═══ Records

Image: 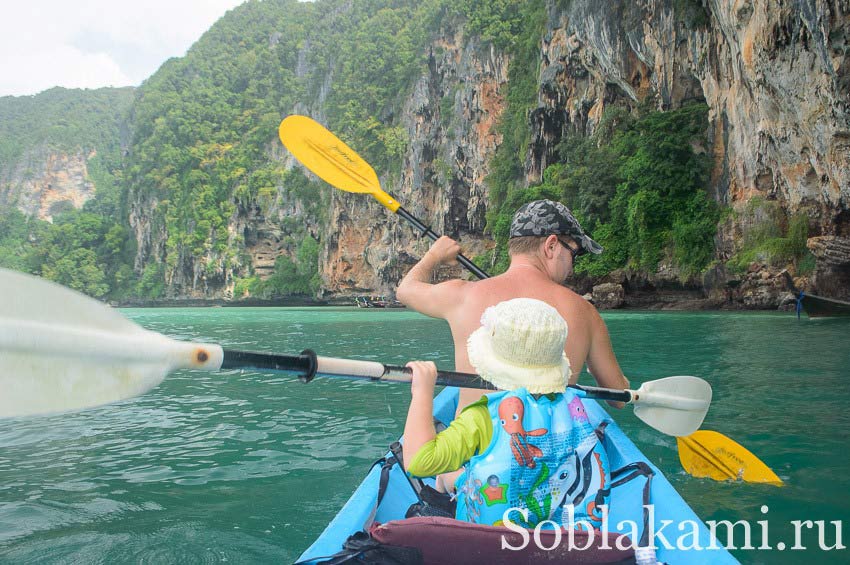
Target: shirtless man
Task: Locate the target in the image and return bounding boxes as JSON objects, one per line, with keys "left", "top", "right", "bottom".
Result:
{"left": 396, "top": 199, "right": 629, "bottom": 411}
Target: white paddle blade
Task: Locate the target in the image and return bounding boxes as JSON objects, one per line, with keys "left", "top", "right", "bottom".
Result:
{"left": 0, "top": 319, "right": 224, "bottom": 418}
{"left": 0, "top": 268, "right": 224, "bottom": 418}
{"left": 632, "top": 376, "right": 712, "bottom": 437}
{"left": 0, "top": 351, "right": 170, "bottom": 418}
{"left": 0, "top": 268, "right": 142, "bottom": 333}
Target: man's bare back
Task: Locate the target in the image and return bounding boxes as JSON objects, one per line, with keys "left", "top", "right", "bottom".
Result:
{"left": 397, "top": 202, "right": 628, "bottom": 413}
{"left": 443, "top": 266, "right": 623, "bottom": 409}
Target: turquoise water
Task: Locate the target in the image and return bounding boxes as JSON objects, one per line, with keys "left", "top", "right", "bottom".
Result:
{"left": 0, "top": 308, "right": 848, "bottom": 563}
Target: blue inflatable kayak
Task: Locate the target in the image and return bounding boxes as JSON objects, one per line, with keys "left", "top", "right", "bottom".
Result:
{"left": 297, "top": 387, "right": 738, "bottom": 564}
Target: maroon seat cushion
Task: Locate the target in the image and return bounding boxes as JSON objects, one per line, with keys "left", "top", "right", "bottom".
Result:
{"left": 370, "top": 516, "right": 636, "bottom": 564}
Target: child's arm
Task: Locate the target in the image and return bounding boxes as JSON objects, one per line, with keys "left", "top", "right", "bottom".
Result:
{"left": 402, "top": 360, "right": 438, "bottom": 467}
{"left": 403, "top": 361, "right": 492, "bottom": 479}
{"left": 406, "top": 400, "right": 491, "bottom": 478}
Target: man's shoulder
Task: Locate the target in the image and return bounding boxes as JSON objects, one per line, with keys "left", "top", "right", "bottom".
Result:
{"left": 546, "top": 285, "right": 601, "bottom": 325}
{"left": 440, "top": 277, "right": 472, "bottom": 301}
{"left": 549, "top": 282, "right": 590, "bottom": 305}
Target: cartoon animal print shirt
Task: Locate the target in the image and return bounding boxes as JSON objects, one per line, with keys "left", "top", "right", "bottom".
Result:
{"left": 408, "top": 389, "right": 611, "bottom": 529}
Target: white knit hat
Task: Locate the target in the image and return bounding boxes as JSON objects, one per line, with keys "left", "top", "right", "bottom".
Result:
{"left": 467, "top": 298, "right": 571, "bottom": 394}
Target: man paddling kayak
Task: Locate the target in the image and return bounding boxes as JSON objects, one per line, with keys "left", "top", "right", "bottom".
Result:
{"left": 396, "top": 199, "right": 630, "bottom": 412}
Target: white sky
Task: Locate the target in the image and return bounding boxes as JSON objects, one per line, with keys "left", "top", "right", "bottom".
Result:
{"left": 0, "top": 0, "right": 249, "bottom": 97}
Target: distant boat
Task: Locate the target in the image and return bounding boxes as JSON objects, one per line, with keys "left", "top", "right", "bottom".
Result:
{"left": 355, "top": 296, "right": 405, "bottom": 309}
{"left": 798, "top": 291, "right": 850, "bottom": 318}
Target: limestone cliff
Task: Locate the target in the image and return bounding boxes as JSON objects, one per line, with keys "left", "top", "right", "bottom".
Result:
{"left": 9, "top": 2, "right": 847, "bottom": 306}
{"left": 0, "top": 86, "right": 134, "bottom": 225}
{"left": 0, "top": 147, "right": 96, "bottom": 222}
{"left": 318, "top": 0, "right": 849, "bottom": 303}
{"left": 533, "top": 0, "right": 848, "bottom": 207}
{"left": 320, "top": 31, "right": 507, "bottom": 295}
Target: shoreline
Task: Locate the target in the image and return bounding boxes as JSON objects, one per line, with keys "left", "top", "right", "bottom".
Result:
{"left": 112, "top": 293, "right": 795, "bottom": 312}
{"left": 108, "top": 264, "right": 819, "bottom": 313}
{"left": 114, "top": 296, "right": 338, "bottom": 308}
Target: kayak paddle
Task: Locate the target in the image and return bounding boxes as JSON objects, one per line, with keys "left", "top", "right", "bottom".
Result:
{"left": 677, "top": 430, "right": 784, "bottom": 486}
{"left": 277, "top": 115, "right": 489, "bottom": 280}
{"left": 0, "top": 268, "right": 709, "bottom": 436}
{"left": 227, "top": 350, "right": 711, "bottom": 437}
{"left": 277, "top": 116, "right": 782, "bottom": 480}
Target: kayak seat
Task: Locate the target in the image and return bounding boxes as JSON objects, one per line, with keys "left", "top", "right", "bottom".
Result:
{"left": 370, "top": 516, "right": 637, "bottom": 564}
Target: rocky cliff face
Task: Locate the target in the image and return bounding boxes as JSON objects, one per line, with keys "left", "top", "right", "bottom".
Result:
{"left": 316, "top": 0, "right": 849, "bottom": 303}
{"left": 808, "top": 234, "right": 850, "bottom": 297}
{"left": 0, "top": 147, "right": 96, "bottom": 222}
{"left": 534, "top": 0, "right": 849, "bottom": 210}
{"left": 319, "top": 30, "right": 507, "bottom": 295}
{"left": 65, "top": 0, "right": 849, "bottom": 304}
{"left": 528, "top": 0, "right": 849, "bottom": 301}
{"left": 4, "top": 2, "right": 847, "bottom": 303}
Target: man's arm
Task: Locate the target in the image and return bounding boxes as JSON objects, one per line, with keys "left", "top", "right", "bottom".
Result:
{"left": 585, "top": 306, "right": 629, "bottom": 406}
{"left": 396, "top": 236, "right": 468, "bottom": 319}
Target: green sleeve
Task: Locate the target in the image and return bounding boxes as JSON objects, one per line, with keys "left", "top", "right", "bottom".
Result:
{"left": 406, "top": 397, "right": 492, "bottom": 478}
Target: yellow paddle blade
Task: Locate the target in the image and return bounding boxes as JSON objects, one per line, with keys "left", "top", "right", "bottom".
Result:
{"left": 278, "top": 115, "right": 400, "bottom": 212}
{"left": 677, "top": 430, "right": 783, "bottom": 486}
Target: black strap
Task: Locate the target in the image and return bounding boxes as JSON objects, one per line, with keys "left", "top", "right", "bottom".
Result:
{"left": 296, "top": 530, "right": 421, "bottom": 565}
{"left": 363, "top": 456, "right": 397, "bottom": 531}
{"left": 294, "top": 456, "right": 422, "bottom": 565}
{"left": 597, "top": 420, "right": 655, "bottom": 548}
{"left": 404, "top": 484, "right": 456, "bottom": 519}
{"left": 389, "top": 416, "right": 448, "bottom": 502}
{"left": 388, "top": 441, "right": 425, "bottom": 497}
{"left": 389, "top": 434, "right": 456, "bottom": 519}
{"left": 610, "top": 461, "right": 655, "bottom": 548}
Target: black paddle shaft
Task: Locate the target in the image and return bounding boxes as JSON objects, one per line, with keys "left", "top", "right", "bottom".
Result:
{"left": 221, "top": 349, "right": 495, "bottom": 388}
{"left": 385, "top": 368, "right": 633, "bottom": 403}
{"left": 396, "top": 207, "right": 490, "bottom": 280}
{"left": 220, "top": 349, "right": 634, "bottom": 403}
{"left": 221, "top": 349, "right": 315, "bottom": 376}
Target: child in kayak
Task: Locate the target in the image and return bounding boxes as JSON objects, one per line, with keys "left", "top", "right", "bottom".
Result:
{"left": 403, "top": 297, "right": 610, "bottom": 530}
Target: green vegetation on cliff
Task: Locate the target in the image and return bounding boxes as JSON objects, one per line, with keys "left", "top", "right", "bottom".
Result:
{"left": 0, "top": 87, "right": 133, "bottom": 172}
{"left": 234, "top": 235, "right": 321, "bottom": 298}
{"left": 0, "top": 206, "right": 134, "bottom": 298}
{"left": 0, "top": 209, "right": 33, "bottom": 273}
{"left": 486, "top": 102, "right": 720, "bottom": 280}
{"left": 728, "top": 198, "right": 814, "bottom": 275}
{"left": 0, "top": 87, "right": 133, "bottom": 223}
{"left": 0, "top": 87, "right": 135, "bottom": 297}
{"left": 2, "top": 0, "right": 774, "bottom": 300}
{"left": 122, "top": 0, "right": 554, "bottom": 298}
{"left": 124, "top": 0, "right": 436, "bottom": 297}
{"left": 126, "top": 0, "right": 309, "bottom": 285}
{"left": 477, "top": 0, "right": 548, "bottom": 270}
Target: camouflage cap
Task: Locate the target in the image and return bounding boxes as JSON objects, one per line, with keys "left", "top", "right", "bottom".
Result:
{"left": 509, "top": 199, "right": 603, "bottom": 256}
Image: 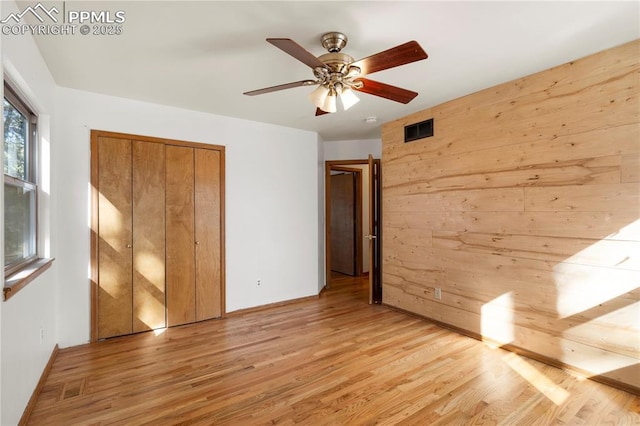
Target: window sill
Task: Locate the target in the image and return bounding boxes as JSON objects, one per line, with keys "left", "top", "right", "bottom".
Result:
{"left": 4, "top": 258, "right": 55, "bottom": 301}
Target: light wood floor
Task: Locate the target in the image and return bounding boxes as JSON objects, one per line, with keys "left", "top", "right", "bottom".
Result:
{"left": 28, "top": 275, "right": 638, "bottom": 425}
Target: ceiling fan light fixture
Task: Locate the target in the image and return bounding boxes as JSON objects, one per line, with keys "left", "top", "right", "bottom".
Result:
{"left": 321, "top": 90, "right": 337, "bottom": 113}
{"left": 309, "top": 84, "right": 329, "bottom": 109}
{"left": 246, "top": 33, "right": 428, "bottom": 117}
{"left": 346, "top": 66, "right": 361, "bottom": 78}
{"left": 339, "top": 86, "right": 360, "bottom": 110}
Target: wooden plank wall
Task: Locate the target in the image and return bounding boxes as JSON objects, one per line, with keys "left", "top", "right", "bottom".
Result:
{"left": 381, "top": 40, "right": 640, "bottom": 390}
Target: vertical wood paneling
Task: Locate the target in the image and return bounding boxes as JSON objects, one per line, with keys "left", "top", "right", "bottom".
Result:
{"left": 97, "top": 137, "right": 133, "bottom": 339}
{"left": 381, "top": 40, "right": 640, "bottom": 389}
{"left": 132, "top": 141, "right": 166, "bottom": 333}
{"left": 194, "top": 148, "right": 222, "bottom": 321}
{"left": 166, "top": 146, "right": 196, "bottom": 327}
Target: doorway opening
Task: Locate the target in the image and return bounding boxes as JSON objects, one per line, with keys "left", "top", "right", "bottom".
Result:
{"left": 330, "top": 168, "right": 363, "bottom": 277}
{"left": 325, "top": 158, "right": 381, "bottom": 304}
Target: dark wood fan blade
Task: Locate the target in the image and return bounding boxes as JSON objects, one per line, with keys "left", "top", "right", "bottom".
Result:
{"left": 353, "top": 78, "right": 418, "bottom": 104}
{"left": 315, "top": 107, "right": 330, "bottom": 116}
{"left": 350, "top": 41, "right": 428, "bottom": 76}
{"left": 244, "top": 80, "right": 316, "bottom": 96}
{"left": 267, "top": 38, "right": 327, "bottom": 69}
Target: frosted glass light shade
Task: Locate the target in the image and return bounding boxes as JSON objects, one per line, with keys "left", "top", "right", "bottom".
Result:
{"left": 339, "top": 87, "right": 360, "bottom": 110}
{"left": 321, "top": 92, "right": 337, "bottom": 113}
{"left": 309, "top": 85, "right": 329, "bottom": 109}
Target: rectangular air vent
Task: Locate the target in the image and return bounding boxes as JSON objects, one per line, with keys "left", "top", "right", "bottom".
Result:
{"left": 404, "top": 118, "right": 434, "bottom": 143}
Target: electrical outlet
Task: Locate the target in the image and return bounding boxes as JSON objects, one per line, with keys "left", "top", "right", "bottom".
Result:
{"left": 434, "top": 288, "right": 442, "bottom": 300}
{"left": 257, "top": 279, "right": 261, "bottom": 287}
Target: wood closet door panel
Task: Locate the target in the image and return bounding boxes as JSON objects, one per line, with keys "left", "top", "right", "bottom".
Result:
{"left": 132, "top": 141, "right": 166, "bottom": 333}
{"left": 97, "top": 137, "right": 133, "bottom": 339}
{"left": 166, "top": 146, "right": 196, "bottom": 327}
{"left": 194, "top": 149, "right": 222, "bottom": 321}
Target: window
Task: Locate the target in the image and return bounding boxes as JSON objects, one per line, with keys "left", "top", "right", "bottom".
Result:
{"left": 3, "top": 81, "right": 52, "bottom": 300}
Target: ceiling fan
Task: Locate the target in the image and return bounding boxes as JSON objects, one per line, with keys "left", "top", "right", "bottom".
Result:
{"left": 243, "top": 32, "right": 428, "bottom": 116}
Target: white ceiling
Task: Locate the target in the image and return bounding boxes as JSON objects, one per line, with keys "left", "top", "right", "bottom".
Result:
{"left": 21, "top": 1, "right": 640, "bottom": 141}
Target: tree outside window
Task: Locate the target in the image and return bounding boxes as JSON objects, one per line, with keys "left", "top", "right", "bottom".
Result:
{"left": 3, "top": 83, "right": 37, "bottom": 273}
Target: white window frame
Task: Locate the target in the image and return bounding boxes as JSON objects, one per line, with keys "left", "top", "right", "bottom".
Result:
{"left": 2, "top": 79, "right": 53, "bottom": 300}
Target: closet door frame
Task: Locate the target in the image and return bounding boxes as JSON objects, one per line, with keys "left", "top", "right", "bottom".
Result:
{"left": 90, "top": 130, "right": 226, "bottom": 342}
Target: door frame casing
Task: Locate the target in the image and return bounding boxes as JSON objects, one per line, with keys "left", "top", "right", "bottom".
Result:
{"left": 325, "top": 159, "right": 372, "bottom": 287}
{"left": 329, "top": 167, "right": 363, "bottom": 277}
{"left": 368, "top": 155, "right": 382, "bottom": 304}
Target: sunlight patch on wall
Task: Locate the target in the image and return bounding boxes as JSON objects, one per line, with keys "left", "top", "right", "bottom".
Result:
{"left": 41, "top": 135, "right": 51, "bottom": 257}
{"left": 99, "top": 269, "right": 123, "bottom": 298}
{"left": 135, "top": 295, "right": 165, "bottom": 330}
{"left": 134, "top": 251, "right": 164, "bottom": 289}
{"left": 564, "top": 302, "right": 640, "bottom": 353}
{"left": 41, "top": 136, "right": 50, "bottom": 194}
{"left": 88, "top": 183, "right": 93, "bottom": 228}
{"left": 554, "top": 264, "right": 639, "bottom": 319}
{"left": 553, "top": 219, "right": 640, "bottom": 319}
{"left": 97, "top": 193, "right": 125, "bottom": 242}
{"left": 604, "top": 218, "right": 640, "bottom": 242}
{"left": 563, "top": 346, "right": 639, "bottom": 377}
{"left": 552, "top": 218, "right": 640, "bottom": 384}
{"left": 502, "top": 352, "right": 570, "bottom": 406}
{"left": 481, "top": 292, "right": 514, "bottom": 346}
{"left": 556, "top": 239, "right": 639, "bottom": 270}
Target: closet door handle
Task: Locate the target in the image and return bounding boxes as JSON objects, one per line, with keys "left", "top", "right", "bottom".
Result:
{"left": 126, "top": 244, "right": 132, "bottom": 248}
{"left": 195, "top": 241, "right": 200, "bottom": 245}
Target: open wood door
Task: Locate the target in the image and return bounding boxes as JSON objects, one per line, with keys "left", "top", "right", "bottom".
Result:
{"left": 367, "top": 155, "right": 382, "bottom": 304}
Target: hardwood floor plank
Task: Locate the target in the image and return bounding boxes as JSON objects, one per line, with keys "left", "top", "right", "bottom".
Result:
{"left": 26, "top": 275, "right": 638, "bottom": 425}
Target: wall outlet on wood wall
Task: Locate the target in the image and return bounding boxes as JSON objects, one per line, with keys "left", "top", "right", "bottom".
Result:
{"left": 434, "top": 288, "right": 442, "bottom": 300}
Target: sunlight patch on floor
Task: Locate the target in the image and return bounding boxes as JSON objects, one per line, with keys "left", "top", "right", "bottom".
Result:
{"left": 502, "top": 352, "right": 570, "bottom": 406}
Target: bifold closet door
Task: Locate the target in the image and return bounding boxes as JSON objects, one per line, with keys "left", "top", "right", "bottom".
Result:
{"left": 166, "top": 146, "right": 222, "bottom": 326}
{"left": 92, "top": 129, "right": 225, "bottom": 341}
{"left": 195, "top": 148, "right": 222, "bottom": 321}
{"left": 132, "top": 141, "right": 166, "bottom": 333}
{"left": 97, "top": 137, "right": 133, "bottom": 339}
{"left": 166, "top": 146, "right": 196, "bottom": 327}
{"left": 97, "top": 138, "right": 166, "bottom": 339}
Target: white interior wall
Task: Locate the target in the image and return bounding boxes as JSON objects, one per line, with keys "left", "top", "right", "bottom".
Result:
{"left": 1, "top": 1, "right": 58, "bottom": 423}
{"left": 324, "top": 138, "right": 382, "bottom": 161}
{"left": 55, "top": 87, "right": 322, "bottom": 348}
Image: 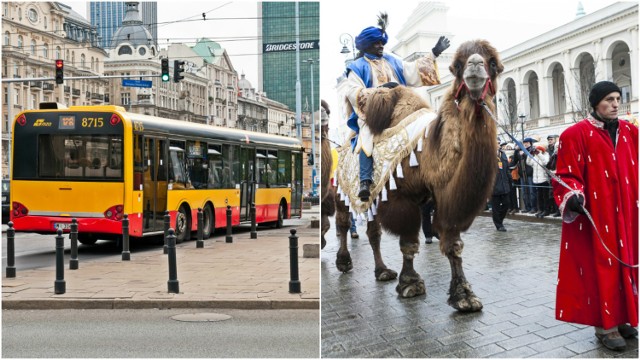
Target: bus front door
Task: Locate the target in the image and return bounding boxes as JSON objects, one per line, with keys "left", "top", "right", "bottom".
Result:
{"left": 239, "top": 147, "right": 255, "bottom": 222}
{"left": 290, "top": 152, "right": 303, "bottom": 217}
{"left": 142, "top": 137, "right": 168, "bottom": 233}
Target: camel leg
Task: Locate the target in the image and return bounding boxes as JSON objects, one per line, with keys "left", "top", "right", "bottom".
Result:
{"left": 395, "top": 233, "right": 425, "bottom": 297}
{"left": 334, "top": 206, "right": 353, "bottom": 273}
{"left": 366, "top": 218, "right": 398, "bottom": 281}
{"left": 321, "top": 213, "right": 329, "bottom": 249}
{"left": 440, "top": 229, "right": 483, "bottom": 312}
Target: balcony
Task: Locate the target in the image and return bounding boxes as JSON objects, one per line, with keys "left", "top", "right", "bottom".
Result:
{"left": 64, "top": 86, "right": 70, "bottom": 93}
{"left": 30, "top": 81, "right": 42, "bottom": 88}
{"left": 72, "top": 88, "right": 80, "bottom": 97}
{"left": 43, "top": 83, "right": 54, "bottom": 91}
{"left": 91, "top": 93, "right": 104, "bottom": 101}
{"left": 86, "top": 91, "right": 91, "bottom": 98}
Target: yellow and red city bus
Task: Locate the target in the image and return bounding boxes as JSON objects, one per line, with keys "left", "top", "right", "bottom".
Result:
{"left": 10, "top": 103, "right": 304, "bottom": 243}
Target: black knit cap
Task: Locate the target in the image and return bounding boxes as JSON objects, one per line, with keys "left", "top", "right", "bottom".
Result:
{"left": 589, "top": 81, "right": 621, "bottom": 109}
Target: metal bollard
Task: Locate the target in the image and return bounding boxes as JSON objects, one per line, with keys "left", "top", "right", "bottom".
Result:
{"left": 288, "top": 228, "right": 301, "bottom": 293}
{"left": 166, "top": 228, "right": 179, "bottom": 293}
{"left": 196, "top": 207, "right": 204, "bottom": 248}
{"left": 69, "top": 218, "right": 79, "bottom": 270}
{"left": 54, "top": 229, "right": 66, "bottom": 294}
{"left": 121, "top": 214, "right": 130, "bottom": 261}
{"left": 225, "top": 205, "right": 233, "bottom": 243}
{"left": 250, "top": 202, "right": 257, "bottom": 239}
{"left": 6, "top": 221, "right": 16, "bottom": 278}
{"left": 163, "top": 210, "right": 170, "bottom": 254}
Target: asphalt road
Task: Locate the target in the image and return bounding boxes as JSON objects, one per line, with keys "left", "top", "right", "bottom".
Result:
{"left": 3, "top": 308, "right": 319, "bottom": 358}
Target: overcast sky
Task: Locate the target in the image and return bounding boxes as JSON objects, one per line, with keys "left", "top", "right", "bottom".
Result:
{"left": 320, "top": 0, "right": 620, "bottom": 141}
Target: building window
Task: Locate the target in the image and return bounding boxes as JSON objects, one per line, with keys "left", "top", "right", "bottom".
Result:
{"left": 118, "top": 46, "right": 132, "bottom": 55}
{"left": 30, "top": 39, "right": 36, "bottom": 55}
{"left": 17, "top": 7, "right": 21, "bottom": 21}
{"left": 42, "top": 43, "right": 48, "bottom": 58}
{"left": 55, "top": 46, "right": 61, "bottom": 59}
{"left": 3, "top": 31, "right": 9, "bottom": 46}
{"left": 27, "top": 8, "right": 37, "bottom": 23}
{"left": 17, "top": 35, "right": 23, "bottom": 49}
{"left": 44, "top": 16, "right": 47, "bottom": 29}
{"left": 80, "top": 54, "right": 85, "bottom": 68}
{"left": 3, "top": 3, "right": 8, "bottom": 17}
{"left": 121, "top": 93, "right": 130, "bottom": 105}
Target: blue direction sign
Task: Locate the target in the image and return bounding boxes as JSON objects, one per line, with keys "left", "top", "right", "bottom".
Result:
{"left": 122, "top": 79, "right": 152, "bottom": 88}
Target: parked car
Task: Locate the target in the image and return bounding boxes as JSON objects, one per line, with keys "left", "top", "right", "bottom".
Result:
{"left": 2, "top": 179, "right": 9, "bottom": 224}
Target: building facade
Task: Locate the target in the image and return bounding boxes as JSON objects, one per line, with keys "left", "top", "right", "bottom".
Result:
{"left": 88, "top": 1, "right": 157, "bottom": 50}
{"left": 1, "top": 1, "right": 108, "bottom": 176}
{"left": 258, "top": 2, "right": 319, "bottom": 111}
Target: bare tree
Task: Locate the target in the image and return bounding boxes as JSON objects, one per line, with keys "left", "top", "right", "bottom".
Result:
{"left": 565, "top": 55, "right": 600, "bottom": 122}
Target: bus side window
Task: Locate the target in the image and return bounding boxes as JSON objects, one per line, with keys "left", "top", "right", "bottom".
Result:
{"left": 133, "top": 135, "right": 143, "bottom": 190}
{"left": 168, "top": 142, "right": 186, "bottom": 189}
{"left": 257, "top": 150, "right": 267, "bottom": 186}
{"left": 208, "top": 145, "right": 223, "bottom": 189}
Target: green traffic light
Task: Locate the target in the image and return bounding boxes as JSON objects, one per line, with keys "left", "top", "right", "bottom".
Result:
{"left": 161, "top": 74, "right": 170, "bottom": 82}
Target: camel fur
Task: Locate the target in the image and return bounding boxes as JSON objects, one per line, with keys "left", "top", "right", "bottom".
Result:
{"left": 333, "top": 39, "right": 504, "bottom": 312}
{"left": 320, "top": 100, "right": 335, "bottom": 249}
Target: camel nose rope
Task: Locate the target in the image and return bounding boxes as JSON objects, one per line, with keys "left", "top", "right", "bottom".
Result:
{"left": 481, "top": 102, "right": 638, "bottom": 269}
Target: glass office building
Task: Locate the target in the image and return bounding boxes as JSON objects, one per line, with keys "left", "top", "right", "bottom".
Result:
{"left": 88, "top": 1, "right": 157, "bottom": 49}
{"left": 259, "top": 2, "right": 319, "bottom": 112}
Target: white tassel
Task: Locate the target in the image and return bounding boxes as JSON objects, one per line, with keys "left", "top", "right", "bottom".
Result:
{"left": 345, "top": 196, "right": 350, "bottom": 207}
{"left": 371, "top": 201, "right": 377, "bottom": 216}
{"left": 417, "top": 137, "right": 423, "bottom": 152}
{"left": 381, "top": 187, "right": 388, "bottom": 201}
{"left": 367, "top": 208, "right": 374, "bottom": 221}
{"left": 396, "top": 164, "right": 404, "bottom": 178}
{"left": 389, "top": 173, "right": 397, "bottom": 190}
{"left": 410, "top": 150, "right": 419, "bottom": 167}
{"left": 332, "top": 171, "right": 337, "bottom": 186}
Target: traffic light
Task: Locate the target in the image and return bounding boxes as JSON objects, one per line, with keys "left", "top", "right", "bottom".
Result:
{"left": 160, "top": 58, "right": 170, "bottom": 82}
{"left": 307, "top": 154, "right": 314, "bottom": 166}
{"left": 173, "top": 60, "right": 185, "bottom": 82}
{"left": 55, "top": 59, "right": 64, "bottom": 84}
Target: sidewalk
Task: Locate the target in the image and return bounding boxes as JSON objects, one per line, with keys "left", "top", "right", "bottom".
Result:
{"left": 2, "top": 206, "right": 320, "bottom": 310}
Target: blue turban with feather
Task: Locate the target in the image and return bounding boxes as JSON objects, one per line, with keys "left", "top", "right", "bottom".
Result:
{"left": 354, "top": 12, "right": 389, "bottom": 51}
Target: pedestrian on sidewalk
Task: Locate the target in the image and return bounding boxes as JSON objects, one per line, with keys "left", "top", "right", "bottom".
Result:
{"left": 552, "top": 81, "right": 638, "bottom": 351}
{"left": 420, "top": 200, "right": 438, "bottom": 243}
{"left": 526, "top": 143, "right": 550, "bottom": 218}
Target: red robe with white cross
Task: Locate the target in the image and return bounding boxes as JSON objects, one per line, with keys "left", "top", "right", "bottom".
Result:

══════

• _Assignment_
The output is the lines from the start of the data above through the line containing "Target: white paddle blade", unchanged, with any picture left out.

• _Response to the task_
Image: 
Target: shirtless man
Task: Locate the target in the image and return bounding boxes as JSON objects, one per line, with keys "left", "top", "right", "bottom".
Result:
{"left": 396, "top": 199, "right": 629, "bottom": 411}
Target: white paddle blade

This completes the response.